## begin

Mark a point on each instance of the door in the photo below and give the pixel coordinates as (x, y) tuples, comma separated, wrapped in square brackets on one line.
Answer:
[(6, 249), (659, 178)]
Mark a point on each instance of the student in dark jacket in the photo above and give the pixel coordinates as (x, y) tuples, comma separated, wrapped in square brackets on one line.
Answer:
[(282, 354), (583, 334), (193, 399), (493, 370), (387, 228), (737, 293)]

## end

> Goal of the exercise: Could you put all of the data above into a two-column CSV with the headers input and output, one row per pair, placing each text in a single quoted input field and its answer in a single quoted output field, with any line breaks turned into spaces?

> Solved exercise:
input,output
"Mark a point on each instance of the door in the photo below and give the pixel coordinates as (x, y) tuples, comma separated, wrapped in square brackets on one line. Answer:","[(6, 249), (659, 178)]"
"Mark a point on each instance of the student in dark jacket in the photo above and give the pixel coordinates as (x, y) tuples, comma separated, wrapped in square brackets on one line. Answer:","[(282, 354), (583, 334), (193, 399), (493, 370), (387, 228), (737, 293)]"